Supplied passage:
>> start

Pytorch Training Job with datasets
This example shows how to use Arena
to submit a distributed pytorch job and mount an NFS data volume. The sample downloads the source code from git URL.
1. Set up an NFS server.(refer to: https://www.cnblogs.com/weifeng1463/p/10037803.html )
step1: install the nfs-utils
.
➜ yum install nfs-utils -y
step2: Create local directory of NFS server.
➜ mkdir -p /root/nfs/data
step3: Configure nfs server
➜ cat /etc/exports
/root/nfs/data *(rw,no_root_squash)
step4: Start nfs server
➜ systemctl start nfs; systemctl start rpcbind
➜ systemctl enable nfs
Created symlink from /etc/systemd/system/multi-user.target.wants/nfs-server.service to /usr/lib/systemd/system/nfs-server.service.
2. Download training data to shared directory of NFS.
step1: Get information of NFS server by showmount, 172.16.0.200 is the host ip of NFS server
➜ showmount -e 172.16.0.200
Export list for 172.16.0.200:
/root/nfs/data *
step2: Enter shared directory.
➜ cd /root/nfs/data
step3: Prepare training data to shared directory.
➜ pwd
/root/nfs/data
step4: list files, MNIST -> That's the training data we need.
➜ ll
total 8.0K
drwxr-xr-x 4 502 games 4.0K 6月 17 16:05 data
drwxr-xr-x 4 root root 4.0K 6月 23 15:17 MNIST
3. Create a PV.
# Note: Typesetting may cause yaml indentation problems
➜ cat nfs-pv.yaml
apiVersion: v1
kind: PersistentVolume
metadata:
name: pytorchdata
labels:
pytorchdata: nas-mnist
spec:
persistentVolumeReclaimPolicy: Retain
capacity:
storage: 10Gi
accessModes:
- ReadWriteMany
nfs:
server: 172.16.0.200
path: "/root/nfs/data"
create the pv by kubectl
.
➜ kubectl create -f nfs-pv.yaml
persistentvolume/pytorchdata created
check the pv create by us.
➜ kubectl get pv | grep pytorchdata
pytorchdata 10Gi RWX Retain Bound default/pytorchdata 7m38s
4. Create a PVC base on the pv created by us.
create the pvc manifest.
➜ cat nfs-pvc.yaml
apiVersion: v1
kind: PersistentVolumeClaim
metadata:
name: pytorchdata
annotations:
description: "this is the mnist demo"
owner: Tom
spec:
accessModes:
- ReadWriteMany
resources:
requests:
storage: 5Gi
selector:
matchLabels:
pytorchdata: nas-mnist
create the pvc by kubectl
.

>> end

Extracted material:
>> start

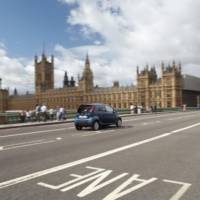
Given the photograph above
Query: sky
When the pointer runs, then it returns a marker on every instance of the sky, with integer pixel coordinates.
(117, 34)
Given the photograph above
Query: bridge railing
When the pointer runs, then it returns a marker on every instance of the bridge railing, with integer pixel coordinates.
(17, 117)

>> end
>> start

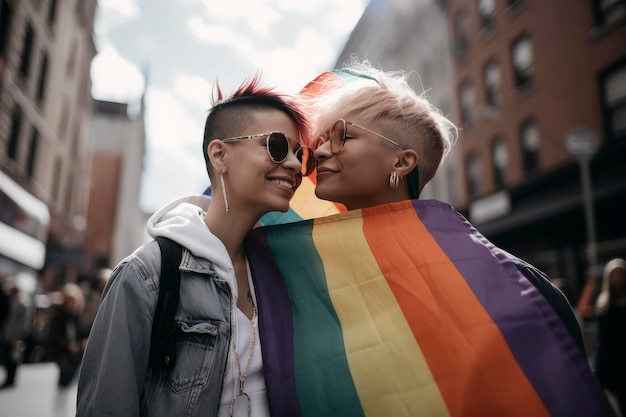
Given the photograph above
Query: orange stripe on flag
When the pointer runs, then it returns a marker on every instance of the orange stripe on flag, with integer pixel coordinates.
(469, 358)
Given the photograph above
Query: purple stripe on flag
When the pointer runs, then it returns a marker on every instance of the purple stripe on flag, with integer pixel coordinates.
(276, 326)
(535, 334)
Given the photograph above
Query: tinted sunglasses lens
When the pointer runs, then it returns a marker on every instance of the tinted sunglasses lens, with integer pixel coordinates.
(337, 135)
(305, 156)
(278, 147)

>> end
>> start

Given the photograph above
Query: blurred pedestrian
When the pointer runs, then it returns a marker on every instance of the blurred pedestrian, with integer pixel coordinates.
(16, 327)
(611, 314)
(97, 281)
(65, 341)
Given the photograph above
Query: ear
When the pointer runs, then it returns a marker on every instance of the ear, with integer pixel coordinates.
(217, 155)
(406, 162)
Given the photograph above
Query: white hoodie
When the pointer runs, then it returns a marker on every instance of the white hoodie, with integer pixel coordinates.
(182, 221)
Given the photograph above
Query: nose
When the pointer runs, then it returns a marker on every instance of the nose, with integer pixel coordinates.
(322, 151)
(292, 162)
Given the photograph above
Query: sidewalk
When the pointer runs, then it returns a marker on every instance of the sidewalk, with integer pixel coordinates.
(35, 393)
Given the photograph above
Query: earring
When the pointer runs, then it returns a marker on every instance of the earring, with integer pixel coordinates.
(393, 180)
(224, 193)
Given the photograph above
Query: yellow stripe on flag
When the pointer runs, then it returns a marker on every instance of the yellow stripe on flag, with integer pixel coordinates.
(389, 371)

>> end

Direction: Could you pull out, word for word, the part of the PyTorch training job page that opens with the words "Pytorch Training Job" and closes with "to: https://www.cnblogs.com/weifeng1463/p/10037803.html )"?

Exercise output:
Pytorch Training Job with datasets
This example shows how to use Arena
to submit a distributed pytorch job and mount an NFS data volume. The sample downloads the source code from git URL.
1. Set up an NFS server.(refer to: https://www.cnblogs.com/weifeng1463/p/10037803.html )